▶ _What is asked_
Starting at the line that contains "Return the outline of every instance of the white" and ending at the last of the rows, rewrite those lines with "whole pixels" replaced by "integer pixels" and everything else unchanged.

━━━━━━━━━━

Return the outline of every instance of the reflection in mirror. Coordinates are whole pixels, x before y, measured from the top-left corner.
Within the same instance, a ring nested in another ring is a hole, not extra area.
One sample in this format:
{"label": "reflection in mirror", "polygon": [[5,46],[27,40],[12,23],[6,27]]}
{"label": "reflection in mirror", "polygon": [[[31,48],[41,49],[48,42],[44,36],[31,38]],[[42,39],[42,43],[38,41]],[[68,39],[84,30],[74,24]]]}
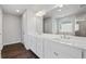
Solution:
{"label": "reflection in mirror", "polygon": [[86,5],[63,4],[44,15],[44,34],[86,37]]}
{"label": "reflection in mirror", "polygon": [[86,21],[76,21],[75,36],[86,37]]}

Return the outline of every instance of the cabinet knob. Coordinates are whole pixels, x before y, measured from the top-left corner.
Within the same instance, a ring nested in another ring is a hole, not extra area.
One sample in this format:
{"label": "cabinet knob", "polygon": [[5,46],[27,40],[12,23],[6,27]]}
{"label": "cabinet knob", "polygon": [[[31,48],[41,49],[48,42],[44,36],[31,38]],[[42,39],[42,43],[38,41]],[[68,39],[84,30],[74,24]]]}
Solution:
{"label": "cabinet knob", "polygon": [[57,55],[58,56],[58,53],[57,52],[53,52],[54,53],[54,55]]}

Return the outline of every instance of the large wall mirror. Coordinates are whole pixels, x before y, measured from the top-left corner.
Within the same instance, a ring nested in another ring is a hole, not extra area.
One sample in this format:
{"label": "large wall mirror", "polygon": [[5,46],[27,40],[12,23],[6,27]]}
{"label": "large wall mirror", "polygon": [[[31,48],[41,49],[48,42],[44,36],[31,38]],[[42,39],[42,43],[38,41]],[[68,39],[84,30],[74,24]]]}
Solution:
{"label": "large wall mirror", "polygon": [[86,5],[79,7],[82,4],[67,4],[47,12],[44,15],[44,34],[86,37]]}

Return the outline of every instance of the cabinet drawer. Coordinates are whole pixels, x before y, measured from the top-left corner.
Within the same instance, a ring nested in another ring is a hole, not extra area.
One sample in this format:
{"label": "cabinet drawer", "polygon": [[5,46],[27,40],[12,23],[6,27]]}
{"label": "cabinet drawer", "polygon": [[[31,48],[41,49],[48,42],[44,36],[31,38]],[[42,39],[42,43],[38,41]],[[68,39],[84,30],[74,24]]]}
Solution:
{"label": "cabinet drawer", "polygon": [[58,42],[51,42],[51,57],[82,59],[82,50]]}

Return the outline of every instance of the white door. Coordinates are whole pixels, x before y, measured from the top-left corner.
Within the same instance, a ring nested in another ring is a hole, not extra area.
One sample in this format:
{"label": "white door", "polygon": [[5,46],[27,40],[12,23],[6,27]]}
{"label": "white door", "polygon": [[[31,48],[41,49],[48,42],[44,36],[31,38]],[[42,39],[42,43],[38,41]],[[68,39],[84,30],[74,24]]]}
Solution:
{"label": "white door", "polygon": [[22,17],[22,39],[23,39],[23,42],[26,47],[26,49],[28,49],[28,44],[27,44],[27,13],[25,12],[23,14],[23,17]]}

━━━━━━━━━━

▶ _Correct response_
Return the outline of every instance of the white door. Coordinates are integer pixels, x before y, measured from the top-left corner.
Within the same instance, a ring nested in another ring is a hole, not extra area.
One sample in this format:
{"label": "white door", "polygon": [[5,46],[27,40],[12,23],[6,27]]}
{"label": "white door", "polygon": [[[31,48],[41,49],[48,42],[44,36],[31,38]],[[42,39],[42,43],[38,41]],[[68,39],[84,30],[74,24]]]}
Solution:
{"label": "white door", "polygon": [[22,17],[22,39],[23,39],[23,42],[26,47],[26,49],[28,49],[28,44],[27,44],[27,13],[25,12],[23,14],[23,17]]}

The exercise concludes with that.